▶ **WRITTEN REQUEST**
Below are some records: retype them all exactly, but not the pictures.

(Records)
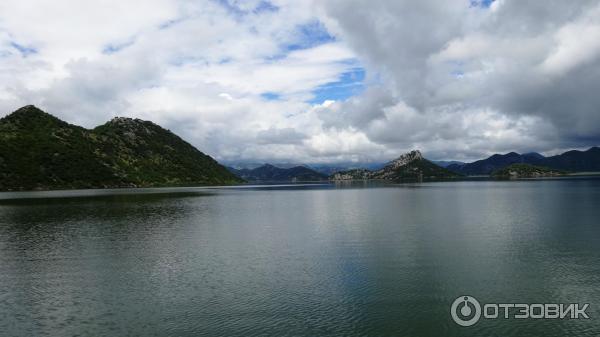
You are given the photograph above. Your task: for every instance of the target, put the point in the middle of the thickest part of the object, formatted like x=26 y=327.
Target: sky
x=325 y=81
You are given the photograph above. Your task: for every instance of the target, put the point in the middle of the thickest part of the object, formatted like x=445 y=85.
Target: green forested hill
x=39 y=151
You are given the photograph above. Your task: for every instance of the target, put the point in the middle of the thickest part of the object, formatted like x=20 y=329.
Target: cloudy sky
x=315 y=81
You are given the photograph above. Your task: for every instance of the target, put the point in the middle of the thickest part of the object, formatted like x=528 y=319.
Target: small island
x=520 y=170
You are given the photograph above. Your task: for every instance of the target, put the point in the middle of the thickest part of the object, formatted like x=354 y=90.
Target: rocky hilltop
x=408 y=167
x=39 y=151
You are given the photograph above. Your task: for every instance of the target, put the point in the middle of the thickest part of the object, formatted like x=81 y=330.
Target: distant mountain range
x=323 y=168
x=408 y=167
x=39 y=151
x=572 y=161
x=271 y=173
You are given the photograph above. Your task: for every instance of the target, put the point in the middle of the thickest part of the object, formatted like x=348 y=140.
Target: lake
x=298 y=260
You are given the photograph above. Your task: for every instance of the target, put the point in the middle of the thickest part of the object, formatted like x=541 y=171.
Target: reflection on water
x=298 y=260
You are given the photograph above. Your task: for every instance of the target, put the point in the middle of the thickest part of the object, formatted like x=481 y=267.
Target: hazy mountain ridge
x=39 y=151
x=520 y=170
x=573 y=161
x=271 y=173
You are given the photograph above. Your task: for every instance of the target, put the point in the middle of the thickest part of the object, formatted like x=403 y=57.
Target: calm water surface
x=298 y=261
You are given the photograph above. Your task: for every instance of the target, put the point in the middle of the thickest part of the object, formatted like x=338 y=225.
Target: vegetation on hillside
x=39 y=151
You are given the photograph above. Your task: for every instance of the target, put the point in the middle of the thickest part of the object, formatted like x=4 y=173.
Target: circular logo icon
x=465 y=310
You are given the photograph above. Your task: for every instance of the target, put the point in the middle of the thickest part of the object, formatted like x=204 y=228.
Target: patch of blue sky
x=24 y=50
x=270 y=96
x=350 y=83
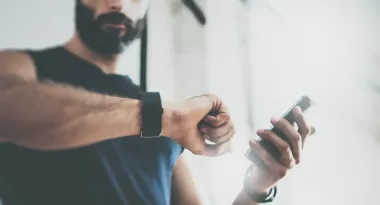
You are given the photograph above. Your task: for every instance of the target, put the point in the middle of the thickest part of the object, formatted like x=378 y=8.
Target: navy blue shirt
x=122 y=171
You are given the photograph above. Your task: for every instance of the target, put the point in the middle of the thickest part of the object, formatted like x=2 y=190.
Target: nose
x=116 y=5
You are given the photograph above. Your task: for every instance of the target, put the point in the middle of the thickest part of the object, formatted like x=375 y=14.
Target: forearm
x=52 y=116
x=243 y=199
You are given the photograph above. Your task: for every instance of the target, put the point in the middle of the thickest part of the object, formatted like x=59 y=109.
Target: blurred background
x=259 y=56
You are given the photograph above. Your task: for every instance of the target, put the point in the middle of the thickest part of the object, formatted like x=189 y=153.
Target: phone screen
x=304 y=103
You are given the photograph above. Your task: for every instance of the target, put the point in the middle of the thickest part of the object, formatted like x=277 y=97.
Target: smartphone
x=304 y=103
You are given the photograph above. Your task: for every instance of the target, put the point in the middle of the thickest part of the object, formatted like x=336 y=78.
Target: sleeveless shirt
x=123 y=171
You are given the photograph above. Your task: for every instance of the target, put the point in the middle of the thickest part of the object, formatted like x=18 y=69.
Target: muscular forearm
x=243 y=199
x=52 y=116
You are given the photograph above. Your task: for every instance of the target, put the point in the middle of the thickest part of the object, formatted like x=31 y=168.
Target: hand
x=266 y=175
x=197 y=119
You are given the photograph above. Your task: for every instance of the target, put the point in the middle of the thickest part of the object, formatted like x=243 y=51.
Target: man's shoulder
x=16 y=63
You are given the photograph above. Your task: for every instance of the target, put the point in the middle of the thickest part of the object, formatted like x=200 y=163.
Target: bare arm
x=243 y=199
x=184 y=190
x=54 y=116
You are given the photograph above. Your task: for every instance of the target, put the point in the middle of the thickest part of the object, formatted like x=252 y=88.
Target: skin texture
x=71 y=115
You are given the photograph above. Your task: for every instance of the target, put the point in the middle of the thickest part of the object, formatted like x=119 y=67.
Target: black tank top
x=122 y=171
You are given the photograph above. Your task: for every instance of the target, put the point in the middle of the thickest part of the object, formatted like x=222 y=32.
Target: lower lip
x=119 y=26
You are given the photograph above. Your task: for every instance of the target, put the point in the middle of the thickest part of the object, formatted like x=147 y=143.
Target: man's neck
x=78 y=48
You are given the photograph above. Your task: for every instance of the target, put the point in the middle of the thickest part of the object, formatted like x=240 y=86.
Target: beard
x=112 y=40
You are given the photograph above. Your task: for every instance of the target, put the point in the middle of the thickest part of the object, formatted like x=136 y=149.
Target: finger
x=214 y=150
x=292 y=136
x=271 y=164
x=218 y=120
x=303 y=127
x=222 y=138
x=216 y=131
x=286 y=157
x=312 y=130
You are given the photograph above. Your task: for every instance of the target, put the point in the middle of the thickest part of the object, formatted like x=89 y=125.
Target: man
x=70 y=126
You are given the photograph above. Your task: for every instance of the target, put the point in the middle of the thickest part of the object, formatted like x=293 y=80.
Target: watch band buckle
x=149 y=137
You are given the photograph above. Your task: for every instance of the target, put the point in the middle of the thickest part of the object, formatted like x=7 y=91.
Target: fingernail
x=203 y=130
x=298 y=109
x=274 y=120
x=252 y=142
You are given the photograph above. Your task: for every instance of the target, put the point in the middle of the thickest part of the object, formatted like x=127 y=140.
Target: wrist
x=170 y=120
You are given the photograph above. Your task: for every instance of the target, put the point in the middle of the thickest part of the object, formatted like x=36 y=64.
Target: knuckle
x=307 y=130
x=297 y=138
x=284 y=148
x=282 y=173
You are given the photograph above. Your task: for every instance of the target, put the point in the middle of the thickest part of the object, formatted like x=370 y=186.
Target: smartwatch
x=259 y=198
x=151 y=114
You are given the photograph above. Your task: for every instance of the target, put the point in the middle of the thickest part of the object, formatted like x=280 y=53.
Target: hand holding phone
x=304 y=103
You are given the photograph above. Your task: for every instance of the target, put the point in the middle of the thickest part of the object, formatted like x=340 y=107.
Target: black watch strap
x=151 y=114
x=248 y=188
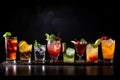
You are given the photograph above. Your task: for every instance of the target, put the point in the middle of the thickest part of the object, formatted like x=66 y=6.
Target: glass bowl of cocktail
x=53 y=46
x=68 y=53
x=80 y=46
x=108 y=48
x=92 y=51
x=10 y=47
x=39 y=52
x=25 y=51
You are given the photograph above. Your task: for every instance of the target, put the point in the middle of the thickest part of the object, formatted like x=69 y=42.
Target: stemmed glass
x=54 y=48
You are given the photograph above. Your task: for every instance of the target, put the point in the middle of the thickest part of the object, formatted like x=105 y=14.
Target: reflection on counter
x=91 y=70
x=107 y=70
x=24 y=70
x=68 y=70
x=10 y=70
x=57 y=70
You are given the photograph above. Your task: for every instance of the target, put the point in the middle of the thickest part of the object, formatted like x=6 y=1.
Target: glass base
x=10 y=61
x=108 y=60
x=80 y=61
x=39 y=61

▶ **REPLY TO THE TASK**
You are given the photograph above. Your task: for every instance of the target, put the point in the middle of the thickest part of the object, formatted like x=26 y=327.
Target: sky
x=325 y=81
You are given the photograph above. Your task: for every instance of the target, put the point in the middle of the thickest part of the object, formatted like x=445 y=85.
Target: green forested hill
x=39 y=151
You are given the photograph above. Your task: for every instance of the target, put the point in the middle of the thickest part of the object, formatted like x=20 y=329.
Target: cloudy sky
x=315 y=81
You are given the photograph above. Your task: for every instance of the target, put the point in the middle of the thickest part of the object, formatted like x=528 y=319.
Target: small island
x=520 y=170
You are given the photograph above. Your task: for every instance of the target, put the point in the middle of the thickest part of the object, formatted like x=354 y=90.
Target: rocky hilltop
x=408 y=167
x=39 y=151
You are given the photograph above. Your task: for every instance of the target, put the point in the middle of the thickest part of the object, formatted like x=81 y=330.
Target: distant mountain range
x=323 y=168
x=408 y=167
x=39 y=151
x=572 y=161
x=271 y=173
You are given the photograph above. Your task: for every instance of the target, put the point in the middle of the thickest part of the object, formatted like x=348 y=140.
Target: lake
x=298 y=260
You are given the photograph above. Your task: for every instance of the target, put the point in the middle of the thickest part of the object, formatted like x=541 y=171.
Target: reflection on water
x=298 y=260
You are given the photograph above. Your task: for every instance of the target, put the point in the middle of the thickest part of the object, formatted like x=481 y=267.
Target: hazy mountain ridge
x=39 y=151
x=520 y=170
x=573 y=161
x=271 y=173
You are given the photograph above. Your task: for every instance of the target, put the point in the middle of the thickest part of the object, formatted like x=403 y=57.
Target: calm water surface
x=298 y=261
You are given the photograph above. Your task: for every instance of the target, put the point in the middle of the thickest part of the object, formatted like x=338 y=225.
Target: vegetation on hillside
x=39 y=151
You are given the photograph above. Your task: for every instance of the target, put the point in the middle of the thickest part of the object, formatted like x=4 y=173.
Target: circular logo icon
x=465 y=310
You are given the photograph above. Your task: for every instance of the target, put the point in the middle of the thickest part of the object, formatted like x=204 y=228.
Target: patch of blue sky
x=24 y=50
x=270 y=96
x=350 y=83
You are given the photograph above. Your task: for every instance of the target, put the point in the middle of the thickest part of the object, formatted like x=378 y=8.
Target: navy blue shirt
x=122 y=171
You are given the photograph above. Your task: for every instance of the target, put the point in the middle of the thickest part of the object, formatted like x=2 y=190.
Target: nose
x=116 y=5
You are given the photograph above. Your task: for every instance of the target, put the point in the middle of the thickest part of the object, formatted like x=375 y=14.
Target: forearm
x=52 y=116
x=243 y=199
You are given the photograph above. Your task: for every instance of the target, put the point in the middle of the thickest part of the object, formatted like x=59 y=109.
Target: blurred background
x=259 y=56
You are given the photograph above. Your task: for every instance of the target, put the point in the middle of the thickest part of the object, formatted like x=189 y=153.
Target: phone screen
x=304 y=103
You are given the photograph above. Your task: for every instance of the target, put the point in the middle of the thickest part of the object, formatted like x=277 y=97.
Target: smartphone
x=304 y=103
You are given the photograph above. Your task: for every instance of the target, put the point in the middle of the thickest part of the object, formatted like x=336 y=78.
Target: sleeveless shirt
x=123 y=171
You are given the photograph above. Your task: for every instance of the target, put the point in the middle of the thickest part of the object, formatted like x=18 y=69.
Target: muscular forearm
x=243 y=199
x=52 y=116
You are given the photograph above. Your task: for every instance of the target, put the point in the middle of the thickest part of the object, formatted like x=31 y=168.
Target: hand
x=266 y=175
x=197 y=119
You are given the photograph above. Your task: for every instance of the target, put the point in the middle of the thickest part of the object, formatted like x=243 y=51.
Target: man's shoulder
x=16 y=63
You are given the photograph above. Your task: for every instance of the target, put the point in the middle of the thickest part of the object, formatted like x=200 y=163.
Target: bare arm
x=243 y=199
x=184 y=190
x=54 y=116
You are given the photograph above. Your task: for every instance of the target, put the point in the middle of the thickest part of the object, formatted like x=252 y=88.
Target: skin texture
x=71 y=115
You are given the photograph above. Your task: for every instance of the target, put the point in the middle of the thickest part of the object, formatted like x=119 y=67.
Target: black tank top
x=122 y=171
You are given the photograph above. Your task: for every instance of the target, put the point in the middle of the thickest part of the object, formatted like x=222 y=32.
Target: lower lip
x=119 y=26
You are given the photograph above. Your task: for every instance of the target, put the point in the middle of the thickest part of the object, formatted like x=147 y=143.
Target: man's neck
x=78 y=48
You are given the photograph above. Your task: for every instance of the target, put the point in the middle of the thickest part of the object, formatted like x=240 y=86.
Target: beard
x=112 y=40
You are given the photograph above. Your task: for every instance of the target, put the point in the middle of the thickest part of the object, formatted like x=136 y=149.
Target: finger
x=214 y=150
x=292 y=136
x=271 y=164
x=218 y=120
x=303 y=127
x=222 y=138
x=216 y=131
x=286 y=157
x=312 y=130
You are given the photograph above. Your task: for every instance of the target, put the point in the middle of the thickest part of the object, formatted like x=89 y=125.
Target: man
x=70 y=126
You are given the photograph above. Your task: for every instance of the target, put the point in the middle of the thickest part of the object, formatted like x=293 y=80.
Target: watch band buckle
x=149 y=137
You are given the photograph above. Your task: for every instance of the target, put the point in the middle of the thickest part of the object, formatted like x=7 y=91.
Target: fingernail
x=203 y=130
x=298 y=109
x=274 y=120
x=252 y=142
You are given the photograph above. Your task: for every instance of the target, put the point in the middle of the thickest part of the object, formatted like x=127 y=140.
Target: wrist
x=170 y=120
You are given the photograph above. Your task: for every instance of the target, put the point in the middle of the thickest part of the object, formatted like x=36 y=64.
Target: knuckle
x=307 y=130
x=297 y=138
x=284 y=148
x=282 y=173
You are given the photograph above. Your task: for every instance of the target, put the point in the middle of the thickest part of the object, formatted like x=370 y=186.
Target: smartwatch
x=259 y=198
x=151 y=114
You are given the photograph above. Your task: for every instance of the target, put the point in the middle of the thickest part of the object, formatted like x=280 y=53.
Target: hand holding phone
x=304 y=103
You are given the photograph above. Your task: for every instance of the target, put the point in the middle of the thickest part of the object, formatted like x=340 y=107.
Target: black watch strap
x=151 y=114
x=248 y=188
You are given the photograph above. Your task: for every instance of the target, put the point in the middle of the thickest part of the object, formatted like x=66 y=6.
Target: glass bowl of cocktail
x=53 y=46
x=68 y=53
x=80 y=46
x=108 y=48
x=92 y=51
x=10 y=47
x=39 y=52
x=25 y=51
You are given the photograph above. Your task: for every instance of the target, put the point in the middle of the thickest part of the object, formatted like x=69 y=42.
Target: stemmed glass
x=54 y=48
You are given the photograph above. Your task: for every instance of the target, put the point in the middle of the thickest part of the object, formatted like x=105 y=14.
Target: reflection on counter
x=91 y=70
x=107 y=70
x=24 y=70
x=68 y=70
x=10 y=70
x=57 y=70
You are given the photograph above. Your task: for every instance of the target, put the point in the middle of the thickest part of the object, formatted like x=6 y=1.
Target: glass base
x=10 y=61
x=108 y=60
x=80 y=61
x=39 y=61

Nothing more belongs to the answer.